▸ DOCUMENT EXCERPT
+ + +

We love spending the summer inside our KB homes in Austin. However, we could all use a little break from the heat wave. This article gives some fantastic money saving tips to help you cool down your house. From strategically planting trees around your home to lock in the shade to keeping your bathroom exhaust fans on a little longer to dry out the humidity, there are so many tactful ways to decrease the amount of air conditioning you use. Take a look and enjoy a chiller summer.
Keep Your Home Cool
Summer has plenty of pleasures to enjoy — but those sweltering, steam bath-like dog days? Not so much. Here, stress-free ways to keep your home cool — without sending your electric bill soaring.
Need to cool it now? Here’s strategies for surviving a hot spell:
1. Smart Ways to Save on the AC
- Set the thermostat at 70° to 75°F when you’re home, 80°F when you’re not; don’t turn it off completely before leaving the house (it can cost more to cool the house back down once it overheats).
- Position electric devices like lamps, TVs, or computers at least a few feet away from your AC thermostat. Reason: The AC can sense heat from these appliances, which can cause it to run longer than necessary.
- Place room units on the north side of the house when possible. An AC unit operating in the shade uses up to 10% less electricity than one in the sun. Long-term fix: Plant trees to shade your windows and save as much as 25% of the energy a typical home uses.
- Know when to upgrade. In terms of energy use, you may want to consider a new AC if yours is more than 10 years old (window unit) or 12 years old (central air) — and definitely if it’s not cooling as well as it used to — to shave up to 30% off your bill.
2. Manage Moisture
An estimated 50% of U.S. homes have unhealthily high levels of moisture. What to do when “it’s not the heat, it’s the humidity”:
- Move indoor plants outside — they produce a lot of airborne moisture.
- Invest in a dehumidifier. The 70-pint Frigidaire ($193; amazon.com) zapped humidity best in GHRI tests.
- Run bathroom exhaust fans for a full 20 minutes after a shower or bath to “dry” the air.
- The ultimate chill-out: Get wet. A cool bath or shower with water around 75°F (lukewarm) will chill you out 25 times faster than a blast of cold air
3. Remember: Heat Rises
Attics can reach temps of 150°F. Take measures to properly insulate this area from the rest of the house: Install sweeps and weather-stripping around the door (about $10 and $8 for a roll, respectively, at hardware stores). For a hatch-style entrance, invest in a stair-insulator cover like the Attic Tent ($200 to $240; attictent.com) to seal it.

+ + +

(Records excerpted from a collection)
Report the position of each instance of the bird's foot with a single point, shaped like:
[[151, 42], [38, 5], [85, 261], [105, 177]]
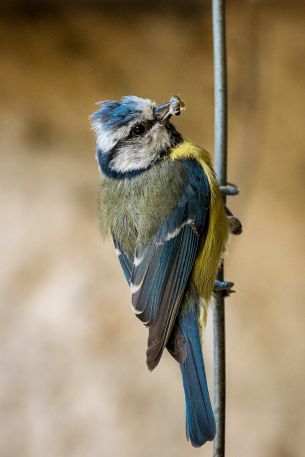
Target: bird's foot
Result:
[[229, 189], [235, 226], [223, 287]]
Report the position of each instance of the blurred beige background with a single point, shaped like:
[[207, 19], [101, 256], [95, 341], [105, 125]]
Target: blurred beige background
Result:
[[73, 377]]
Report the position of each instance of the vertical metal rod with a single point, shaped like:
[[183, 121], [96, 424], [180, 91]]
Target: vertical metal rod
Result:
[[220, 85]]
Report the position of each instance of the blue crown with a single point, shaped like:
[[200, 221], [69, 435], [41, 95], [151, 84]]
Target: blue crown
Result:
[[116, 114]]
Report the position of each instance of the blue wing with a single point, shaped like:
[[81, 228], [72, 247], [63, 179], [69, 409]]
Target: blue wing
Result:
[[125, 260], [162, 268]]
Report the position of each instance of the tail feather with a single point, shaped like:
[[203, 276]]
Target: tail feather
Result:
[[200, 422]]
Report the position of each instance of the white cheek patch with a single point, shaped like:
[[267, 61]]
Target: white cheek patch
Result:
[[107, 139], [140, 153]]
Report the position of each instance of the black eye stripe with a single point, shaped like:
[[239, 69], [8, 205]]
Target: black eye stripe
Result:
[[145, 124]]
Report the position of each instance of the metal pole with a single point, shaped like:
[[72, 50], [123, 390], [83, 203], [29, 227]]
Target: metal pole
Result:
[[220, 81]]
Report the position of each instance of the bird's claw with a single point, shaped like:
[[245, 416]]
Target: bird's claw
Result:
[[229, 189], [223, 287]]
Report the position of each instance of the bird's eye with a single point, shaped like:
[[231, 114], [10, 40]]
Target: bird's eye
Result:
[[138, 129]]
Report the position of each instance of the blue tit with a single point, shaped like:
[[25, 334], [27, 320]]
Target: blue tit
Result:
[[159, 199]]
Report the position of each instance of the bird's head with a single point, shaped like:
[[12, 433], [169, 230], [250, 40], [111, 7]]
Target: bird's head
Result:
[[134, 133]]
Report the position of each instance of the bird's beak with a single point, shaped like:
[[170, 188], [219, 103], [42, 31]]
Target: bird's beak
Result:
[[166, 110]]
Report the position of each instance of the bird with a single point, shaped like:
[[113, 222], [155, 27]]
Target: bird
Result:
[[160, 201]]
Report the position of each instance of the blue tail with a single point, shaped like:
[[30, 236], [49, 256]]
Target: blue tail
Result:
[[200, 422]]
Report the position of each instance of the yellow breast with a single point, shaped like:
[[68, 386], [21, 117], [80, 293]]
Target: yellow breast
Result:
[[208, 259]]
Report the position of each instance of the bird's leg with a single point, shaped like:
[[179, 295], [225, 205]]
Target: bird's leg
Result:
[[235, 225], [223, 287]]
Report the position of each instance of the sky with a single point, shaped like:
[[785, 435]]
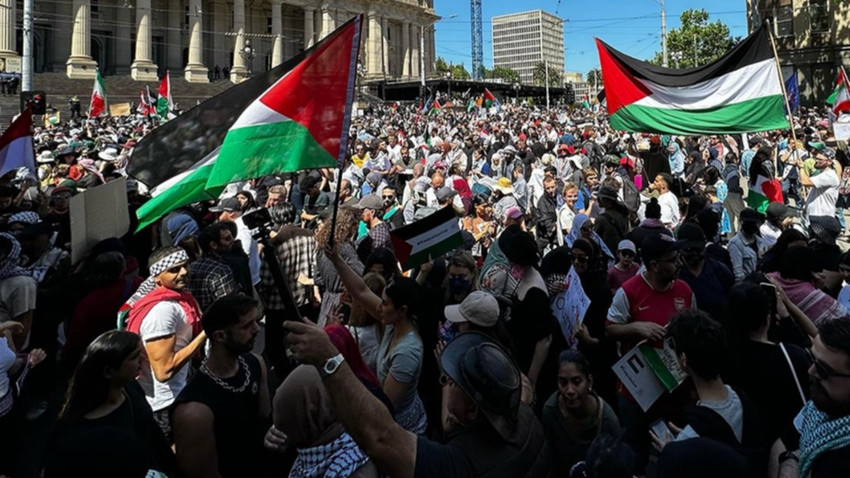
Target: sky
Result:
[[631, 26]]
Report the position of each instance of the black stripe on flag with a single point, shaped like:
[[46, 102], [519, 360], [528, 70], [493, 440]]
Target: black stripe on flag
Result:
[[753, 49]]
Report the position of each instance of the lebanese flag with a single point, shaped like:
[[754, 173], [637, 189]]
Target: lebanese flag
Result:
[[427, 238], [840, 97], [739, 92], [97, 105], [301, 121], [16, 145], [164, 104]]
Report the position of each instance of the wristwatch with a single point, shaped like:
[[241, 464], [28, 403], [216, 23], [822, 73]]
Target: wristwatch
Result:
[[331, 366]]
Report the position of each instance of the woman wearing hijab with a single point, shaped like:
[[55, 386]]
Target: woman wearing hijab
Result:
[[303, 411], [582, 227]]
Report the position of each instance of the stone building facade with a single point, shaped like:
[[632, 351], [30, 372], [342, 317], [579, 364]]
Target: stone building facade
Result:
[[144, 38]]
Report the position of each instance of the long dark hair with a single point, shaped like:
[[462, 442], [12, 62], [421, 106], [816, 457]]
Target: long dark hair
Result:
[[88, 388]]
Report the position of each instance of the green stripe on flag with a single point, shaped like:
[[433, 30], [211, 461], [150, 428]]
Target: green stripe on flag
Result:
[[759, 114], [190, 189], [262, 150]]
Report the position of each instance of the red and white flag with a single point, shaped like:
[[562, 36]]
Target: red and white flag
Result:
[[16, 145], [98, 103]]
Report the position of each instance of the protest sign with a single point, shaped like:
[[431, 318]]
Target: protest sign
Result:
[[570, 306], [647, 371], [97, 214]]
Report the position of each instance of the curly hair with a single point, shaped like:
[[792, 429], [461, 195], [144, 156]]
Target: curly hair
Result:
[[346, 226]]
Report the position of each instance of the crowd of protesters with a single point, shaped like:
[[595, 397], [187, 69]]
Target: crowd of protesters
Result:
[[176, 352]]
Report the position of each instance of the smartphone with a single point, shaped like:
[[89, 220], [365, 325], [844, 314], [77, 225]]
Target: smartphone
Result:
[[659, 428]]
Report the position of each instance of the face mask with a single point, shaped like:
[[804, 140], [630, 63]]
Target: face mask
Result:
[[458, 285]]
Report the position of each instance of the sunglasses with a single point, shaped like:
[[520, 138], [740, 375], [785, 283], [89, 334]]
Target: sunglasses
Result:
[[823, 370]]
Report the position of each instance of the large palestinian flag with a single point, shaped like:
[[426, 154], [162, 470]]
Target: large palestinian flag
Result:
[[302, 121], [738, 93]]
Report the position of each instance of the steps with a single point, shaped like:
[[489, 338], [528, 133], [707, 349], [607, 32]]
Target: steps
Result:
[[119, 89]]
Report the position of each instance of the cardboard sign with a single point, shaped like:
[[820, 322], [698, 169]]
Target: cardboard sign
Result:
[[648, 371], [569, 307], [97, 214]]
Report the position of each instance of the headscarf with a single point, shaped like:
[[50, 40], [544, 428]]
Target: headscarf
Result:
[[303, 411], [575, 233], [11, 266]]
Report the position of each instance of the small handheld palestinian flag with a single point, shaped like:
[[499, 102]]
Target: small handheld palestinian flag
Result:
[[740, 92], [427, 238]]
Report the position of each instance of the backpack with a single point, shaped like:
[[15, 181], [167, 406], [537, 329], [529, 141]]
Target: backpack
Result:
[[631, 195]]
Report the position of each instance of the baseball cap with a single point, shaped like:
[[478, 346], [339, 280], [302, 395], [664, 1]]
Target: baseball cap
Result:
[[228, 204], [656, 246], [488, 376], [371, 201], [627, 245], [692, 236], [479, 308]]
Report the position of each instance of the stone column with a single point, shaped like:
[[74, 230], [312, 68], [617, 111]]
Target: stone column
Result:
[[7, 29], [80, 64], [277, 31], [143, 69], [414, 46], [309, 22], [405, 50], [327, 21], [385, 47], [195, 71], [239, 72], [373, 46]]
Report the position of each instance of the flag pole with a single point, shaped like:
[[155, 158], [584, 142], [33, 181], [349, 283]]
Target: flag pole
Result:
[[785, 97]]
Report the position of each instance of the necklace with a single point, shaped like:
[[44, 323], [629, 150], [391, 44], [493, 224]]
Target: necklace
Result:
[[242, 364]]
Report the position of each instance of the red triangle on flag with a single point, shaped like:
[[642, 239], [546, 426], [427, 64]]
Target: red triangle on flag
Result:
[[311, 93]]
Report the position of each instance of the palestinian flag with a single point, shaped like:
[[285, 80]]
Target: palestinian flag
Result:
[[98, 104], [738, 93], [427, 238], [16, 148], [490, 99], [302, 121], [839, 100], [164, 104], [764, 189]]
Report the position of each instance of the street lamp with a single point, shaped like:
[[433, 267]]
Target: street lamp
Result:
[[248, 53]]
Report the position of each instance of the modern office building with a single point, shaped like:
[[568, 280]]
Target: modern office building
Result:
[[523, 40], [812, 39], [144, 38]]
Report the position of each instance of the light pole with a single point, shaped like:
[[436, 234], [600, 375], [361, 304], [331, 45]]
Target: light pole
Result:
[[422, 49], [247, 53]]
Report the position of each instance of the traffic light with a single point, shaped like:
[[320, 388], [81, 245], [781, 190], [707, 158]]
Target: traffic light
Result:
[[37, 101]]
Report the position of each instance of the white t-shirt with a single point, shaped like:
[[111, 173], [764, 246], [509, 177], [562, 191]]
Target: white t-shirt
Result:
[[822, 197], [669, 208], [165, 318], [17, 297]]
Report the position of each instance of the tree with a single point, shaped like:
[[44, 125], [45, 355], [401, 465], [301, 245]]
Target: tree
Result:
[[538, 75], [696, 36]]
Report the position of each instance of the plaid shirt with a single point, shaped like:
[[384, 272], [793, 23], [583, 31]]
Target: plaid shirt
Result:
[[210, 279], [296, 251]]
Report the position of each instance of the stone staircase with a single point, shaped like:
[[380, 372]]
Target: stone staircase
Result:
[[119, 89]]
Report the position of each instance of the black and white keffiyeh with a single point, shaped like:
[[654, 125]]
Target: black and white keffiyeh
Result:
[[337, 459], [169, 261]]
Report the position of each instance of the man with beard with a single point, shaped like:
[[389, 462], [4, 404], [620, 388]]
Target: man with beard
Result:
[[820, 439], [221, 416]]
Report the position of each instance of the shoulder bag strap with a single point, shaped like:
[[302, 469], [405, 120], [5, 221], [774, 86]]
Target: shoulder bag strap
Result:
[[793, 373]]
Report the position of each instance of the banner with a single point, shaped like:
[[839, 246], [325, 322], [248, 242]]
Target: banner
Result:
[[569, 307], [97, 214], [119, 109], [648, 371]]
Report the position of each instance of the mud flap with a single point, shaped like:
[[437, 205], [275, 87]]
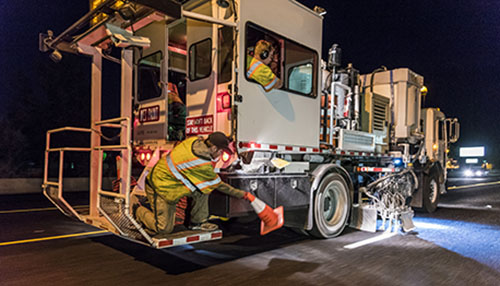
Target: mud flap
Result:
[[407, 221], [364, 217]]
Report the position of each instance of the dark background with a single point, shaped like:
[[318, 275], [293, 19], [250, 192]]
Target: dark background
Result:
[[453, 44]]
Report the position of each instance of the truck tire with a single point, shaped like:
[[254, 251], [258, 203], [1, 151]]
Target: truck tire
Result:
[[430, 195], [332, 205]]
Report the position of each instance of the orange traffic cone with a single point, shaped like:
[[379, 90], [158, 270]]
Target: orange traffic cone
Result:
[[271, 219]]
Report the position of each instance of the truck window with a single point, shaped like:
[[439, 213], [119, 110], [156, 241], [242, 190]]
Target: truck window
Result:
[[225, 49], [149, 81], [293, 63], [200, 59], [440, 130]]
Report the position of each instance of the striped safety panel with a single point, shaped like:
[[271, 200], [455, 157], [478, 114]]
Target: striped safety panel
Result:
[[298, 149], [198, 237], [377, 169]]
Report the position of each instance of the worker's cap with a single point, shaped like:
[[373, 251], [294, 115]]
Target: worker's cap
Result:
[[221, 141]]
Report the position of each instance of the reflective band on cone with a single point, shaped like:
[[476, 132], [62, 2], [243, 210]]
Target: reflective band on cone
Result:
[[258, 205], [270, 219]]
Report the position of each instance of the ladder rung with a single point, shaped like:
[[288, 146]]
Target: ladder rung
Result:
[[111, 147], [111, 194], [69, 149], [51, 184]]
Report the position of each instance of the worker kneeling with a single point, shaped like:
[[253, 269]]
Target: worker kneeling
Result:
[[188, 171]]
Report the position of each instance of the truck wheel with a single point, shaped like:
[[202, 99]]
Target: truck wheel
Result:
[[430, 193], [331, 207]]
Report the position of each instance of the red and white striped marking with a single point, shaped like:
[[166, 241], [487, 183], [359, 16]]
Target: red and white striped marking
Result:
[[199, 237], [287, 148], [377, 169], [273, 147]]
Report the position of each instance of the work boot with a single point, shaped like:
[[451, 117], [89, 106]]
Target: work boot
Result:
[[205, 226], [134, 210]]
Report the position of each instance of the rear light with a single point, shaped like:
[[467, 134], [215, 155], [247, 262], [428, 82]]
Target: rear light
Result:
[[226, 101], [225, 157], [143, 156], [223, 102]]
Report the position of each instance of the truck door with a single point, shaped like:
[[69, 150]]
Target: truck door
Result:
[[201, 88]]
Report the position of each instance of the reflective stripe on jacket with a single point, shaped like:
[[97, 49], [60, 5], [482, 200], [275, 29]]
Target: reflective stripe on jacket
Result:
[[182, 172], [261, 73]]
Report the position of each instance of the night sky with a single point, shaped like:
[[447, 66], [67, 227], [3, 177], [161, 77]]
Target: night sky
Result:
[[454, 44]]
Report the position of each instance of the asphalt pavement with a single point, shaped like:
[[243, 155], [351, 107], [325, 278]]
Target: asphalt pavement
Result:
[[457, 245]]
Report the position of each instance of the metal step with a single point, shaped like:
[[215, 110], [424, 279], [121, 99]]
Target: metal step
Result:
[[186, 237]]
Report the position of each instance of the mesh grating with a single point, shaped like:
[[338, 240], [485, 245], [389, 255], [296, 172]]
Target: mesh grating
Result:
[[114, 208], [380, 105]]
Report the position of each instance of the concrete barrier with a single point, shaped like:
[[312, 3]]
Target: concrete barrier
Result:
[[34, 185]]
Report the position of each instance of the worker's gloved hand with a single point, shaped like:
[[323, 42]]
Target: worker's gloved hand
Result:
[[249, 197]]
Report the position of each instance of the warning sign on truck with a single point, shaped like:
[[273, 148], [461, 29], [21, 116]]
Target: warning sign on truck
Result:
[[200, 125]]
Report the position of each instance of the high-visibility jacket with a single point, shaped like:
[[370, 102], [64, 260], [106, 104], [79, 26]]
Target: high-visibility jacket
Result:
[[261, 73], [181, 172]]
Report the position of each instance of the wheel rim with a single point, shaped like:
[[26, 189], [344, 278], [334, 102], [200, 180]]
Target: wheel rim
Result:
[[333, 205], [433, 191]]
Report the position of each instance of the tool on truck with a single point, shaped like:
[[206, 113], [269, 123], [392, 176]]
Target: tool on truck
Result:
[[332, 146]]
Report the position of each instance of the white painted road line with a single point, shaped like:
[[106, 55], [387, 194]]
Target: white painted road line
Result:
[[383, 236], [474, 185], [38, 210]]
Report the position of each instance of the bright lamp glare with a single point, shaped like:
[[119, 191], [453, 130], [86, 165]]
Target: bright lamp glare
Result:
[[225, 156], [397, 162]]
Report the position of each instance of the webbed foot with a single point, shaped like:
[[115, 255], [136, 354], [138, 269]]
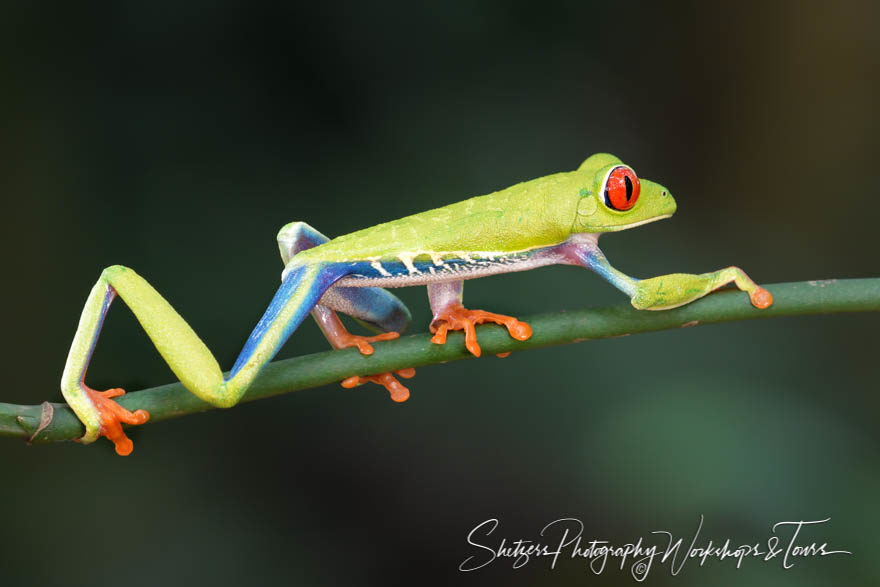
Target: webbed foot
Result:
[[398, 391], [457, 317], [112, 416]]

+ + +

▸ WORK REQUEST A
According to the home cooling tips, what thermostat setting is recommended for when you're not home?
▸ WORK REQUEST B
Rewrite the home cooling tips from "- Place room" to "typical home uses.", swapping "north" for "east".

▸ WRITTEN REPLY A
80°F

▸ WRITTEN REPLY B
- Place room units on the east side of the house when possible. An AC unit operating in the shade uses up to 10% less electricity than one in the sun. Long-term fix: Plant trees to shade your windows and save as much as 25% of the energy a typical home uses.